Ethnopluralismus, die Version des Rassismus, die die „Identitären“ pflegen, um nicht mehr Rassist_innen genannt zu werden, lässt manche erstaunliche Volte zu. Im Kern glauben Ethnopluralist_innen, dass es viele verschiedene Völker und Kulturen gibt, und das das auch gut so ist, solange sie sich nicht „vermischen“ – also, solange es keine Migration gibt. Ohne ein ethnopluralistisches Weltbild wäre die neueste Aktion der zuletzt recht glücklosen „Identitären“ nicht zu erklären: Ein Video zeigt „identitäre“ Aktivisten, darunter Sven Engeser von der „IB Schwaben“, der auch für die „AHA!“-Website verantwortlich zeichnet, die mit „AHA!“-T-Shirts durch ein Zeltlager laufen, nach eigenen Angaben im Libanon. Hier möchten sie helfen, und zwar den Familien, die sie hassen, wenn sie nach Deutschland kommen: Sie sprechen mit verschleierten Frauen und bärtigen Männern und filmen lebhafte Kindern.

◆ ◆ ◆ ◆ ◆

Arbeitsauftrag: Gib aus dem Text über Ethnopluralismus oben die Stelle wortgetreu aus, die bei den Worten „Ethnopluralismus, die Version“ einsetzt und nach „filmen lebhafte Kindern.“ aufhört.

Datenauszug:
◆ ◆ ◆ ◆ ◆

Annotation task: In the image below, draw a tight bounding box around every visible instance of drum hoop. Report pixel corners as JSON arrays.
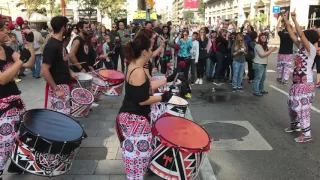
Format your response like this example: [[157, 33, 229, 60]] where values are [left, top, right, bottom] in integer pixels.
[[71, 88, 94, 105], [20, 108, 87, 143], [98, 69, 126, 80], [152, 117, 211, 153]]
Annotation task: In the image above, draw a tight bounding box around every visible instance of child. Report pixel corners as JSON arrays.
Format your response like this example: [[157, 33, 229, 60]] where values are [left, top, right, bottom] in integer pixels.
[[7, 33, 21, 82], [103, 35, 114, 69]]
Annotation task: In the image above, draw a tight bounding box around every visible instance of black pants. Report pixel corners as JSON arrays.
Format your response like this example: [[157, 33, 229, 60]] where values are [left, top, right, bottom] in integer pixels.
[[112, 48, 121, 70], [197, 58, 207, 79], [178, 56, 191, 80], [246, 59, 254, 81]]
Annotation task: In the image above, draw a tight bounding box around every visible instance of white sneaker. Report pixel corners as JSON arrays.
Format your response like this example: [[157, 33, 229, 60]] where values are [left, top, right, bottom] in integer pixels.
[[91, 103, 99, 107]]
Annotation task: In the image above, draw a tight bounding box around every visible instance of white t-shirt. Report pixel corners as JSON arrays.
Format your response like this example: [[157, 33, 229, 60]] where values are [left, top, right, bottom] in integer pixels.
[[293, 42, 317, 84]]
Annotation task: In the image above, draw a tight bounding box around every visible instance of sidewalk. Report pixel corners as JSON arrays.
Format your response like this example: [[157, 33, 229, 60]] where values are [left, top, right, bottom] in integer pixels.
[[4, 75, 200, 180]]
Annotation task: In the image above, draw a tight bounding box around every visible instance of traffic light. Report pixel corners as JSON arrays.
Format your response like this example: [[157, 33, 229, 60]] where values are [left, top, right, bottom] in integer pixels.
[[146, 0, 156, 9]]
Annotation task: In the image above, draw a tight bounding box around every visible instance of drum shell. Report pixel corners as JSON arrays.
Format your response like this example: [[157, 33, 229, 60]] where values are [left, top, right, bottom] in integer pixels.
[[72, 73, 93, 91]]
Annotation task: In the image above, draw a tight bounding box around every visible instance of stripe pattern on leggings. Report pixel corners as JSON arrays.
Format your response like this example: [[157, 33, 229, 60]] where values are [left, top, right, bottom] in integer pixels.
[[117, 113, 153, 180], [288, 83, 315, 136], [277, 54, 293, 81]]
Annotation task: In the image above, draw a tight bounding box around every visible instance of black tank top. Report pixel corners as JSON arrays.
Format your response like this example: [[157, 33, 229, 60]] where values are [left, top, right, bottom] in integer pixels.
[[120, 67, 152, 118], [73, 36, 90, 72], [0, 45, 21, 99]]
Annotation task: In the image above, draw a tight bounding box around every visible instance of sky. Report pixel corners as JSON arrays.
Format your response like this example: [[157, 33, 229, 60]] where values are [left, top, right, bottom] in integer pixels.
[[154, 0, 173, 11]]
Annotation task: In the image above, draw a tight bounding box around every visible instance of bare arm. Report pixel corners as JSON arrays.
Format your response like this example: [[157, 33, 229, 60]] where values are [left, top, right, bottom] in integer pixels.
[[0, 60, 23, 85], [41, 63, 57, 89], [69, 39, 82, 70], [21, 42, 36, 68]]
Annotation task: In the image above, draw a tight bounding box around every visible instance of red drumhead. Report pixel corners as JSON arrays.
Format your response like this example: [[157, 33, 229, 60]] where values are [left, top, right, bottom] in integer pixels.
[[154, 116, 210, 149], [99, 69, 124, 79]]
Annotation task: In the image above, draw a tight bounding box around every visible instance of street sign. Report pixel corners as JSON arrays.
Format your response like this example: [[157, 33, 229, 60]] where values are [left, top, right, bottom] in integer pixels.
[[272, 6, 280, 13]]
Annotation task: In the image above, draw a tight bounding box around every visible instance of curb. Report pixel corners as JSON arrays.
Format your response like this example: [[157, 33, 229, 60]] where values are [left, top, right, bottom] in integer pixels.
[[200, 156, 217, 180]]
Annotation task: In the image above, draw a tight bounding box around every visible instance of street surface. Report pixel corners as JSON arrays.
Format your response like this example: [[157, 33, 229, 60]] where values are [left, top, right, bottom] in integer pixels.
[[4, 50, 320, 180]]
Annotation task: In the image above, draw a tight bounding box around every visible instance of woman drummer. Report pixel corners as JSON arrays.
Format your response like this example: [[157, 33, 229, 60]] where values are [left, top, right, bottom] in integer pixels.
[[116, 35, 172, 180], [0, 21, 35, 179]]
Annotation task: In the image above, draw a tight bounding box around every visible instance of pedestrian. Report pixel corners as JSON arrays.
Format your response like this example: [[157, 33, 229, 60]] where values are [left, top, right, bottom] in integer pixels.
[[116, 35, 174, 180], [41, 16, 78, 115], [253, 33, 277, 96], [283, 10, 319, 143], [231, 33, 248, 92], [195, 28, 211, 84], [190, 32, 199, 84], [0, 21, 35, 180], [175, 30, 192, 80], [277, 17, 293, 85]]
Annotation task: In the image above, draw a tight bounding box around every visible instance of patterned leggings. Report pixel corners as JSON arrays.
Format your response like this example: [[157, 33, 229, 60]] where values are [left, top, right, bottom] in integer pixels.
[[0, 95, 25, 171], [116, 113, 153, 180], [277, 54, 293, 82], [288, 83, 315, 136]]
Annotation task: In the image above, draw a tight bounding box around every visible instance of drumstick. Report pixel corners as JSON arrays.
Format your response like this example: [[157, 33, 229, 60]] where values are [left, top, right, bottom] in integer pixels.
[[70, 62, 87, 66], [76, 79, 86, 94]]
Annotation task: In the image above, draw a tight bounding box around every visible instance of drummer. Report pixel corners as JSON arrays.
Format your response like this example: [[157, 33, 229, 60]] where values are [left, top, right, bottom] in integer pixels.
[[0, 21, 35, 177], [41, 16, 78, 115], [70, 21, 94, 72], [116, 35, 172, 180]]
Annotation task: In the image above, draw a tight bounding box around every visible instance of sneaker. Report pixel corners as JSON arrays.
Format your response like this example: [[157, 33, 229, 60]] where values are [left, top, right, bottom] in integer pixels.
[[237, 88, 243, 92], [294, 134, 312, 143], [284, 126, 301, 133], [213, 82, 221, 86], [277, 78, 282, 83], [91, 103, 99, 107]]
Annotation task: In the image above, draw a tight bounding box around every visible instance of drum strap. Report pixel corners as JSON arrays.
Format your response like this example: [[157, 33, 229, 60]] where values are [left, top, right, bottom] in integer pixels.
[[0, 99, 23, 117]]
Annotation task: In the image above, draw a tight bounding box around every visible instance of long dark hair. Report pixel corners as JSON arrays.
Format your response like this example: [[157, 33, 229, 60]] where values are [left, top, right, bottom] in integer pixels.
[[258, 33, 268, 51]]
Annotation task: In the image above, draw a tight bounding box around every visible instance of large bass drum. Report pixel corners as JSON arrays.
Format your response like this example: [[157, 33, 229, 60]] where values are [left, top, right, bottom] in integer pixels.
[[11, 109, 87, 177]]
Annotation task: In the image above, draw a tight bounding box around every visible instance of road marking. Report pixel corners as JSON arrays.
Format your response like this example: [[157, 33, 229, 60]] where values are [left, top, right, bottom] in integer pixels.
[[201, 120, 273, 151], [245, 69, 276, 73], [270, 85, 320, 113]]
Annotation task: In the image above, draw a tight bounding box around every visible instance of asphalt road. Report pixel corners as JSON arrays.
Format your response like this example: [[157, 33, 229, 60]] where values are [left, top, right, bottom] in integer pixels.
[[189, 54, 320, 180]]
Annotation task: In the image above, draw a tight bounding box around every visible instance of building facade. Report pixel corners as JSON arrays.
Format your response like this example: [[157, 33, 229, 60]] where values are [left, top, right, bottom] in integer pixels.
[[204, 0, 320, 27]]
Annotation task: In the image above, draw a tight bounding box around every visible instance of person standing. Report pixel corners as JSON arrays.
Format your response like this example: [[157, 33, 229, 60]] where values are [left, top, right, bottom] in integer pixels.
[[0, 21, 35, 180], [253, 33, 277, 96], [115, 35, 174, 180], [118, 22, 130, 72], [277, 17, 293, 85], [41, 16, 78, 115], [29, 24, 45, 79], [231, 33, 248, 92], [283, 10, 319, 143], [195, 28, 211, 84], [70, 21, 94, 72]]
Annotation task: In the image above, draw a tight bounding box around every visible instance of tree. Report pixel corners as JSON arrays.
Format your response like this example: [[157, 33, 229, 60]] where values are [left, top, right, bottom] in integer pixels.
[[183, 11, 194, 23], [49, 0, 70, 16], [16, 0, 47, 17], [77, 0, 100, 23], [99, 0, 128, 22], [198, 0, 206, 18]]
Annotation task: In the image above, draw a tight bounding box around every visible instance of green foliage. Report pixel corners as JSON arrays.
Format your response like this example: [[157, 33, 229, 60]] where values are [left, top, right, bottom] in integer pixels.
[[198, 0, 206, 18], [98, 0, 128, 20], [16, 0, 47, 16], [183, 11, 194, 23]]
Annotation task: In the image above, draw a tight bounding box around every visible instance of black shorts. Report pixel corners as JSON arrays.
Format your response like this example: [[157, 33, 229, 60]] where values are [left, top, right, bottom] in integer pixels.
[[314, 56, 320, 74]]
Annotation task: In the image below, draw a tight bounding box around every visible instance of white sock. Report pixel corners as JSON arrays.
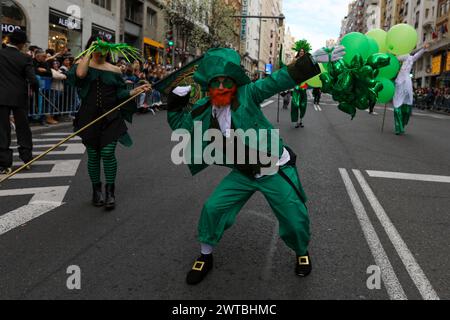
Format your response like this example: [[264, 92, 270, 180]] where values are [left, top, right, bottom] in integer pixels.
[[202, 243, 214, 255]]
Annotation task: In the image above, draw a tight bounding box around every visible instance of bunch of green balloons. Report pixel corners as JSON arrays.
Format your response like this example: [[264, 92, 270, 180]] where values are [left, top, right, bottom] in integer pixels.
[[320, 53, 392, 119], [314, 24, 417, 118]]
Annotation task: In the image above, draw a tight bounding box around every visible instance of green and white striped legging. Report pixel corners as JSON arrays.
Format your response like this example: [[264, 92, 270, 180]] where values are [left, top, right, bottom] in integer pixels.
[[87, 141, 117, 184]]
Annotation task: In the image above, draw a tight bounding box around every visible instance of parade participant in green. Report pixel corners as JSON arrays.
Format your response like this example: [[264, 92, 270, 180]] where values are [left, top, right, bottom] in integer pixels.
[[291, 85, 308, 129], [68, 37, 150, 210], [168, 48, 344, 285], [291, 40, 311, 129]]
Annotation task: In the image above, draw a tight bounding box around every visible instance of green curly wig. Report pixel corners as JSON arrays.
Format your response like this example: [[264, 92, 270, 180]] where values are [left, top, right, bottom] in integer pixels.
[[292, 39, 312, 53], [76, 38, 142, 63]]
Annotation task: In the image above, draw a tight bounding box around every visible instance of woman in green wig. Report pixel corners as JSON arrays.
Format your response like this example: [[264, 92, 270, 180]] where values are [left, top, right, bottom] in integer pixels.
[[68, 37, 150, 210]]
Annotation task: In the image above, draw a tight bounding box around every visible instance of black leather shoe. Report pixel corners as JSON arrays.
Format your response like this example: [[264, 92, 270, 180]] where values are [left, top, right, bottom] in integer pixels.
[[295, 253, 312, 277], [92, 183, 105, 207], [186, 254, 213, 286], [0, 167, 12, 175], [105, 184, 116, 210]]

◆ ◆ ◆ ◆ ◆

Antwort folgt:
Ethnopluralismus, die Version des Rassismus, die die „Identitären“ pflegen, um nicht mehr Rassist_innen genannt zu werden, lässt manche erstaunliche Volte zu. Im Kern glauben Ethnopluralist_innen, dass es viele verschiedene Völker und Kulturen gibt, und das das auch gut so ist, solange sie sich nicht „vermischen“ – also, solange es keine Migration gibt. Ohne ein ethnopluralistisches Weltbild wäre die neueste Aktion der zuletzt recht glücklosen „Identitären“ nicht zu erklären: Ein Video zeigt „identitäre“ Aktivisten, darunter Sven Engeser von der „IB Schwaben“, der auch für die „AHA!“-Website verantwortlich zeichnet, die mit „AHA!“-T-Shirts durch ein Zeltlager laufen, nach eigenen Angaben im Libanon. Hier möchten sie helfen, und zwar den Familien, die sie hassen, wenn sie nach Deutschland kommen: Sie sprechen mit verschleierten Frauen und bärtigen Männern und filmen lebhafte Kindern.